__Stored data__
****************************************

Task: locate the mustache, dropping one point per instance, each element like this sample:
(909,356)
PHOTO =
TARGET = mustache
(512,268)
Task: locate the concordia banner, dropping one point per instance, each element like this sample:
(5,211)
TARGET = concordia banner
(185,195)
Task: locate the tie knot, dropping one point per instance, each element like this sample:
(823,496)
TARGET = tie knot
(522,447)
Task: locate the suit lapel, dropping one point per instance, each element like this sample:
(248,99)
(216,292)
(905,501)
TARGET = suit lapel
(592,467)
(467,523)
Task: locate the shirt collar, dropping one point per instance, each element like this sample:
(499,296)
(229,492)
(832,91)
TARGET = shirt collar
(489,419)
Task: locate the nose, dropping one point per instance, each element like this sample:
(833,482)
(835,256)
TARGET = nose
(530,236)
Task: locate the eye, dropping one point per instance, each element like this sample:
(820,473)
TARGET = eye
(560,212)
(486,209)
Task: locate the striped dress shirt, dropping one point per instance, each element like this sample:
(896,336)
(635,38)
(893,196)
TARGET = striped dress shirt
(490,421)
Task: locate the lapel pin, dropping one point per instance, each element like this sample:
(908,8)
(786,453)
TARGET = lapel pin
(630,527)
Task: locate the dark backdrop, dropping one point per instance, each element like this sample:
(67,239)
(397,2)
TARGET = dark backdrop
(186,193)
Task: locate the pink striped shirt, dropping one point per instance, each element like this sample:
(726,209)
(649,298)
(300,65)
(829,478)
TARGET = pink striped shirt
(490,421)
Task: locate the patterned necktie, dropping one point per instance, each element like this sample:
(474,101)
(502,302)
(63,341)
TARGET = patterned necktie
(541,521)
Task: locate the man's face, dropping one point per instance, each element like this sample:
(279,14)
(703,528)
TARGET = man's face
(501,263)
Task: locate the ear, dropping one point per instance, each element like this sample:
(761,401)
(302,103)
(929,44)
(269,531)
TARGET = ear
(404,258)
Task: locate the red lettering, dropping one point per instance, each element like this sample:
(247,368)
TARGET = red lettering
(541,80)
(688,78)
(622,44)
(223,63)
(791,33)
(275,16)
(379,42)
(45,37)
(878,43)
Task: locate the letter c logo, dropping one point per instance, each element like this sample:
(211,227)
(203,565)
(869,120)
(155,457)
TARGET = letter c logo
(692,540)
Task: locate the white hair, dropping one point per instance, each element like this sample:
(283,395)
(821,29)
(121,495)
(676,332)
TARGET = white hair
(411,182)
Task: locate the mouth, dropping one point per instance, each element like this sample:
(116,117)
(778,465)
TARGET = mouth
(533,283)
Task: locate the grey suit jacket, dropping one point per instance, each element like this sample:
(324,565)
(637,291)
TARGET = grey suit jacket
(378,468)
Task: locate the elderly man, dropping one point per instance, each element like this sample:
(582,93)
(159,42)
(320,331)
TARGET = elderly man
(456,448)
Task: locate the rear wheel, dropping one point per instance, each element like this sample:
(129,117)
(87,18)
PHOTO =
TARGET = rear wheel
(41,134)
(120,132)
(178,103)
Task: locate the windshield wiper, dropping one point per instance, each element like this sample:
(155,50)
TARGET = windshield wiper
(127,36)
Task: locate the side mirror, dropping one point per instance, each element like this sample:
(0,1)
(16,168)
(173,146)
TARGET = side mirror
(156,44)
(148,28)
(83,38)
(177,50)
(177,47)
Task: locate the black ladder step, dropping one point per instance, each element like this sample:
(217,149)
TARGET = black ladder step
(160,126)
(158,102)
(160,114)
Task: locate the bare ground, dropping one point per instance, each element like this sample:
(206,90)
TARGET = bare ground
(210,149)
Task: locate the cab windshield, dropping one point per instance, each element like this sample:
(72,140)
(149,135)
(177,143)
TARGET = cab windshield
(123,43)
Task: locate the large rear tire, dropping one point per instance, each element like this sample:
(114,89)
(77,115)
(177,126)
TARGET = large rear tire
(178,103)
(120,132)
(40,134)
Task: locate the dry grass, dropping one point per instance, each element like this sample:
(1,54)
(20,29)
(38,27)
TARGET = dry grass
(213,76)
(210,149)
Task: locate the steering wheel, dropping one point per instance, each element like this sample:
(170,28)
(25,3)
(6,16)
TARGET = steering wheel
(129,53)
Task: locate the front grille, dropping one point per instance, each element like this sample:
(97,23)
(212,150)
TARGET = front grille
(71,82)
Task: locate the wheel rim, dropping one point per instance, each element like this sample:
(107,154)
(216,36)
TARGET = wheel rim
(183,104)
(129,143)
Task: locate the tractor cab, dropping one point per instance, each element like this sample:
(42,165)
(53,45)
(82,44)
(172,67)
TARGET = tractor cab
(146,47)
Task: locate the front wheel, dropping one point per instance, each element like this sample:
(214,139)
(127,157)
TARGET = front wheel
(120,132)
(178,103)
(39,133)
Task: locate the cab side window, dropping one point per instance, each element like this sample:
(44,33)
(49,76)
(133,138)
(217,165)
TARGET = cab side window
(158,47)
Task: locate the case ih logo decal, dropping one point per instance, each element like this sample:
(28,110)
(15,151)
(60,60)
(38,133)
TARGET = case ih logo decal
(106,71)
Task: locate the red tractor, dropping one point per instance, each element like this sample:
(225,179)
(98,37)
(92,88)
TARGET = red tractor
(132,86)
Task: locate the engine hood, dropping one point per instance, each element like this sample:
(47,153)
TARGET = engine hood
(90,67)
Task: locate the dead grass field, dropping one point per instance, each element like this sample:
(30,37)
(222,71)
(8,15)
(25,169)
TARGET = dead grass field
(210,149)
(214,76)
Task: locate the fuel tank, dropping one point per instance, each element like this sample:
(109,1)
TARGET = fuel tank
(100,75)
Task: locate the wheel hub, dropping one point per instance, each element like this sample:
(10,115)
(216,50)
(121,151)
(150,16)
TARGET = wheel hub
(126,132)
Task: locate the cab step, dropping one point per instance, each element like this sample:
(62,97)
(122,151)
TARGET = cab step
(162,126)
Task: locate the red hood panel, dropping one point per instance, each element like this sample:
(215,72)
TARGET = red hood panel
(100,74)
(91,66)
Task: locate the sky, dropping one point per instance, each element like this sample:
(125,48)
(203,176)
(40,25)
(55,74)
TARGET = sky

****************************************

__Required work__
Convert every one of the records above into a JSON list of strings, with one string for each line and blank lines omitted.

__Reply__
[
  "Task: locate the mustache, dropping one point per instance, each element like this sample:",
  "(909,356)",
  "PHOTO =",
  "TARGET = mustache",
  "(512,268)",
  "Task: locate the concordia banner, dropping one point per instance, each element like this sample:",
  "(5,211)",
  "TARGET = concordia banner",
  "(185,195)",
  "Task: locate the tie knot, dropping one point per instance, each element like this sample:",
  "(823,496)",
  "TARGET = tie knot",
  "(522,447)",
  "Task: locate the suit lapel, dropping one point per instance, each element like this sample:",
  "(248,99)",
  "(216,292)",
  "(905,501)",
  "TARGET = suit lapel",
  "(592,467)",
  "(467,523)",
  "Task: locate the shirt collar, dropping one point per instance, each element like this sample:",
  "(499,296)",
  "(229,492)",
  "(832,91)",
  "TARGET = shirt collar",
  "(489,419)",
  "Task: locate the nose, dropping one point per instance, each element like this sample:",
  "(833,482)",
  "(835,256)",
  "TARGET = nose",
  "(530,236)",
  "Task: locate the eye, dropping one point per instance, each element like this sample:",
  "(820,473)",
  "TARGET = eye",
  "(560,212)",
  "(486,209)",
  "Task: locate the striped dress shirt, dropping one point per instance, each element like this sample:",
  "(896,336)",
  "(635,38)",
  "(893,196)",
  "TARGET = striped dress shirt",
  "(490,421)",
  "Task: locate the lapel pin, dropping one point per instance, each element like this sample:",
  "(908,8)",
  "(786,453)",
  "TARGET = lapel pin",
  "(630,527)",
  "Task: locate the dark backdrop, dropping one point per instance, each element like this sample:",
  "(67,239)",
  "(397,2)",
  "TARGET = dark backdrop",
  "(186,193)",
  "Task: locate the pink striped shirt, dropping one point per instance, each element like this sample:",
  "(726,209)",
  "(649,298)",
  "(300,65)",
  "(829,478)",
  "TARGET = pink striped shirt",
  "(490,421)",
  "Task: locate the patterned necktie, dropping one point per instance, each element like this sample:",
  "(474,101)",
  "(502,302)",
  "(63,341)",
  "TARGET = patterned necktie",
  "(541,521)",
  "Task: locate the man's face, dropping one point per instance, each element like this sample:",
  "(279,14)",
  "(703,528)",
  "TARGET = man's face",
  "(501,263)",
  "Task: locate the ear, dropping one point per instance, each element like this sample:",
  "(761,401)",
  "(302,103)",
  "(929,44)",
  "(269,531)",
  "TARGET = ear",
  "(404,258)",
  "Task: locate the red lettering, dropping one point per instance, each element like this sample:",
  "(247,368)",
  "TARGET = red lettering",
  "(541,80)",
  "(688,78)",
  "(622,44)",
  "(223,63)",
  "(791,33)",
  "(275,16)",
  "(379,42)",
  "(45,37)",
  "(878,43)",
  "Task: locate the letter c logo, dropping one point per instance, each element like this sample:",
  "(211,227)",
  "(203,565)",
  "(869,120)",
  "(155,457)",
  "TARGET = letter c logo",
  "(692,540)",
  "Task: locate the white hair, dropping one point per instance, each element like this sample:",
  "(283,395)",
  "(821,29)",
  "(121,495)",
  "(676,332)",
  "TARGET = white hair",
  "(411,182)",
  "Task: locate the mouth, dropping one point per instance, each element like this sample:",
  "(116,117)",
  "(778,465)",
  "TARGET = mouth",
  "(533,283)",
  "Task: locate the grey suit jacket, dropping one point per instance, each element like this sample:",
  "(324,565)",
  "(637,291)",
  "TARGET = grey suit jacket",
  "(378,468)",
  "Task: locate the elderly man, dropping one point per instance, each element like this sample:",
  "(582,93)",
  "(159,42)",
  "(320,331)",
  "TARGET = elderly man",
  "(456,448)",
  "Task: locate the rear wheel, dropping one point per instance, each element like this sample:",
  "(129,117)",
  "(87,18)",
  "PHOTO =",
  "TARGET = rear wheel",
  "(41,134)",
  "(120,132)",
  "(178,103)",
  "Task: locate the windshield wiper, dropping one point per instance, each element like this sample:",
  "(155,50)",
  "TARGET = windshield wiper",
  "(127,36)",
  "Task: locate the side mirror, dropping one point per instance, each element like this sample:",
  "(0,1)",
  "(16,168)",
  "(173,146)",
  "TARGET = side mirror",
  "(156,44)",
  "(148,28)",
  "(83,38)",
  "(177,50)",
  "(177,47)",
  "Task: locate the black ladder step, dropping one point per instance, each element like this sample:",
  "(217,149)",
  "TARGET = black ladder step",
  "(160,126)",
  "(158,102)",
  "(160,114)",
  "Task: locate the bare ground, dropping one point per instance, each element like this sample:",
  "(206,90)",
  "TARGET = bare ground",
  "(210,149)",
  "Task: locate the cab windshield, dropping one point per instance, each element like this sample:",
  "(72,140)",
  "(149,135)",
  "(177,143)",
  "TARGET = cab windshield",
  "(123,43)",
  "Task: locate the large rear tire, dropping one point per instance, each element like this sample:",
  "(114,89)",
  "(77,115)",
  "(177,126)",
  "TARGET = large rear tire",
  "(178,103)",
  "(120,132)",
  "(40,134)",
  "Task: locate the dry grass, dropping one point per instance, each element like this sample:",
  "(1,54)",
  "(20,29)",
  "(38,27)",
  "TARGET = dry grass",
  "(213,76)",
  "(210,149)",
  "Task: locate the steering wheel, dropping one point per instance, each element like this sample:",
  "(170,28)",
  "(25,3)",
  "(6,16)",
  "TARGET = steering wheel",
  "(129,53)",
  "Task: locate the front grille, dropping one point per instance, each element like this sample:",
  "(97,23)",
  "(212,150)",
  "TARGET = front grille",
  "(71,82)",
  "Task: locate the wheel rim, dropping one point per instance, each element like this sample:",
  "(107,154)",
  "(216,36)",
  "TARGET = wheel rim",
  "(183,104)",
  "(129,143)",
  "Task: locate the tractor cab, dropping one point per instance, each element like this sample:",
  "(42,165)",
  "(53,45)",
  "(82,44)",
  "(172,67)",
  "TARGET = tractor cab",
  "(146,47)",
  "Task: locate the front wheel, dropping one point per instance, each element like this sample:",
  "(214,139)",
  "(127,157)",
  "TARGET = front wheel",
  "(120,132)",
  "(178,103)",
  "(39,133)",
  "Task: locate the cab side window, dropping one point per instance, each element like this sample:",
  "(44,33)",
  "(49,76)",
  "(133,138)",
  "(217,165)",
  "TARGET = cab side window",
  "(158,47)",
  "Task: locate the case ih logo decal, dropping one point per instance, each element like this sample:",
  "(28,110)",
  "(15,151)",
  "(60,60)",
  "(38,133)",
  "TARGET = case ih logo decal",
  "(106,71)",
  "Task: locate the red tractor, dropping one point per instance, each element like this sample:",
  "(225,179)",
  "(98,37)",
  "(92,88)",
  "TARGET = red tractor",
  "(132,86)",
  "Task: locate the engine hood, dropping one point per instance, each element like this sample:",
  "(47,153)",
  "TARGET = engine hood",
  "(90,67)",
  "Task: locate the dead grass field, dropping one point per instance, each element like this sample:",
  "(30,37)",
  "(222,71)",
  "(8,15)",
  "(25,169)",
  "TARGET = dead grass field",
  "(210,149)",
  "(214,76)",
  "Task: locate the fuel tank, dropping one point per instance, each element like this sample:",
  "(109,1)",
  "TARGET = fuel tank",
  "(100,75)",
  "Task: locate the wheel hub, dropping one point per instance, each element like this sample:",
  "(10,115)",
  "(216,50)",
  "(121,151)",
  "(150,16)",
  "TARGET = wheel hub",
  "(126,132)",
  "Task: locate the cab step, dropping one point per instance, each element like this sample:",
  "(62,97)",
  "(122,151)",
  "TARGET = cab step",
  "(162,126)",
  "Task: locate the red hood panel, dropping one point per instance, each element like this sample:",
  "(215,72)",
  "TARGET = red hood panel",
  "(100,74)",
  "(91,66)",
  "Task: locate the sky, dropping one point per instance, each element like this sample:",
  "(125,48)",
  "(203,176)",
  "(40,25)",
  "(55,74)",
  "TARGET = sky"
]